▸ PASSAGE TO READ:
Choi and Zu’s (2025) paper, similarly, has a strong focus on diversity and inclusion and is, in my view, a particularly thought-provoking contribution even in this forward-looking collection. The aim of the paper is to develop a method “to generate language assessment content free from representational harms . . . by ensuring statistical independence between named entities and their attributes.” It is not uncommon in working with human item writers to find patterning in content that shows unintentional (unconscious) stereotyping. These patterns can be identified and revised during item review; however, it is a different scenario for AI-developed items, where such stereotypes might be expressions of bias “baked in” to the training data. Rather than relying on item review, Choi and Zu seek to pre-empt and engineer a bias-free approach. This approach raises intriguing questions: Is it possible to avoid relying on human judgment to determine objectionable stereotypes? And if a suitable method could be established, and the human is removed as prime arbiter of the harm of such stereotypes, could there be slippage as the AI system reverts to biased and stereotyped behaviour?

Sawaki et al.’s (2025) study shifts the focus to formative assessment taking place in low-stakes, small-scale, classroom contexts. In the future, such settings are likely to be fertile ground for innovative practice with AI as teachers experiment with the affordances of such technologies for different functions. In this study, Sawaki et al. compared ratings generated from an LLM with instructor ratings of written summaries, finding some agreement between the two, but also points of difference. The study also focused on the provision of feedback, and—to some extent—on explainability in scoring through a brief analysis of LLM scoring rationales. The findings raise critical questions about how differences between human and LLM scoring should be investigated and managed. This article is an open and transparent account of what worked and what did not.

Finally Suzuki et al.’s (2025) article has an overt developmental focus, connecting assessment and learning through the use of an AI conversational agent to provide diagnostic feedback on lexical performance. Interest in diagnostic language assessment is having a renaissance in the field as the capabilities of AI for recognising, scoring and providing feedback on fine-grained features of language performance become clearer. However, researchers and developers are faced with the “black box” problem of unexplainability, which is particularly at odds with the principles of diagnostic language assessment. Suzuki et al. address this problem directly, drawing on the framework of explainable artificial intelligence (XAI) “to demystify predicted performance assessment scores by identifying linguistic features that influence the AI model’s score prediction.” In this article, we again see innovation based on a principled and responsible approach to the development of an AI-powered diagnostic system.

In summary, the articles in this special issue provoke a sense of optimism that the field is responding well to the challenge of responsible use of AI. Across these seven papers, we see an orientation towards more desirable goals of AI integration: a strong focus on transparency and explainability, an explicit aim to make assessments more inclusive and diverse, an interest in targeting richer and more complex constructs of language ability, and an orientation towards learning and development. In the conclusion to his piece on the Luddites, Chiang (2023) noted that, “[t]he tendency to think of A.I. as a magical problem solver is indicative of a desire to avoid the hard work that building a better world requires.” In these articles, we see evidence of hard work, avoidance of short-cuts, and a refreshing honesty about what AI is currently good for, and what it is not.

▸ INFORMATION SUPPLIED:
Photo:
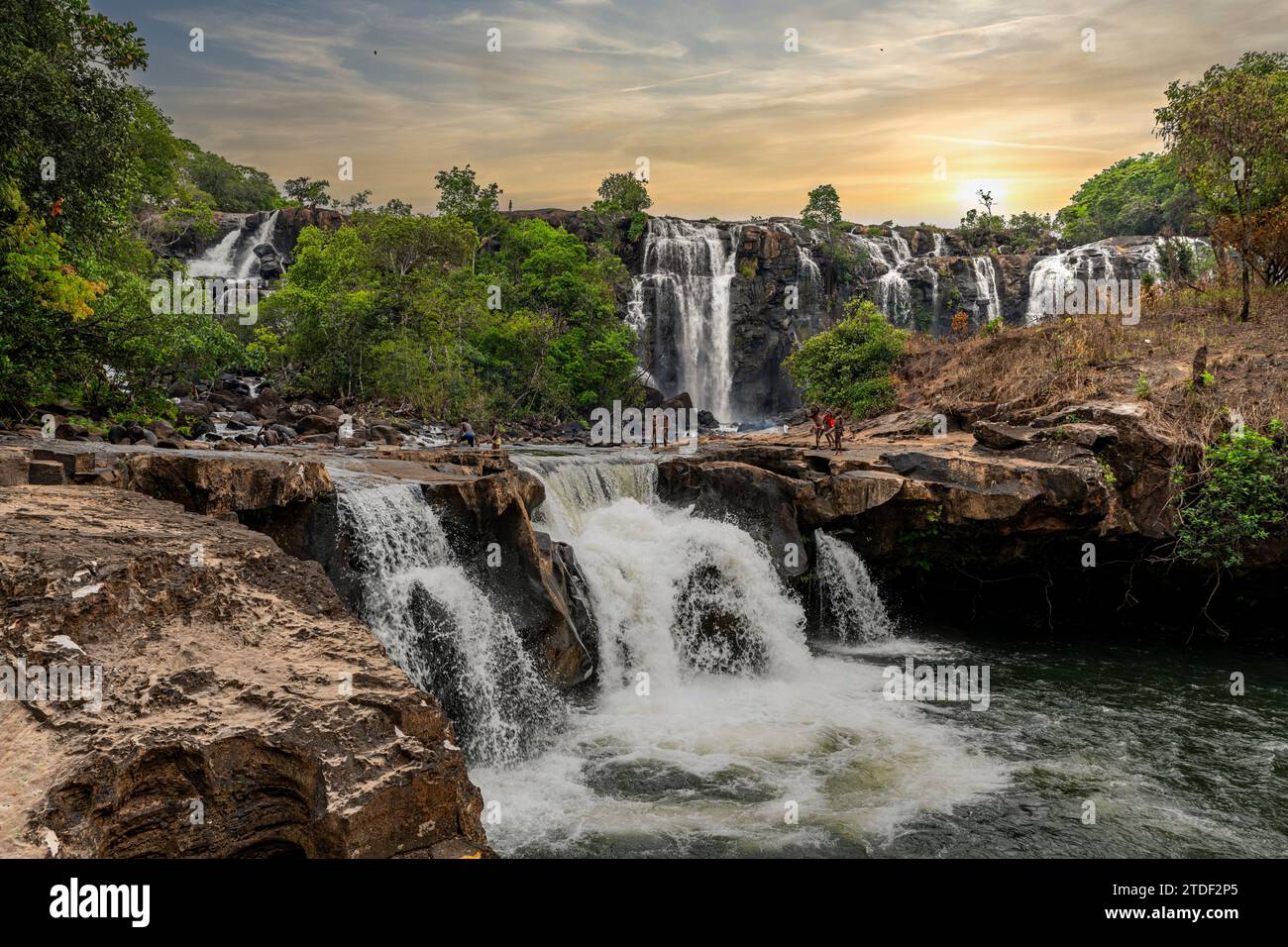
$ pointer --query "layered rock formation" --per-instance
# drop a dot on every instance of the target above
(245, 712)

▸ APPLY WHAT YOU READ:
1. Answer these questions from the passage on the special issue:
(a) What did Sawaki et al. compare ratings generated from an LLM with?
(b) Which framework do Suzuki et al. draw on?
(c) How many papers does the passage say are in the special issue?
2. From the passage on the special issue, write out again everything from "Sawaki et al.’s" down to "what did not.".

▸ ANSWERS TO THE TASKS:
1.
(a) Instructor ratings of written summaries.
(b) The framework of explainable artificial intelligence (XAI).
(c) Seven.

2.
Sawaki et al.’s (2025) study shifts the focus to formative assessment taking place in low-stakes, small-scale, classroom contexts. In the future, such settings are likely to be fertile ground for innovative practice with AI as teachers experiment with the affordances of such technologies for different functions. In this study, Sawaki et al. compared ratings generated from an LLM with instructor ratings of written summaries, finding some agreement between the two, but also points of difference. The study also focused on the provision of feedback, and—to some extent—on explainability in scoring through a brief analysis of LLM scoring rationales. The findings raise critical questions about how differences between human and LLM scoring should be investigated and managed. This article is an open and transparent account of what worked and what did not.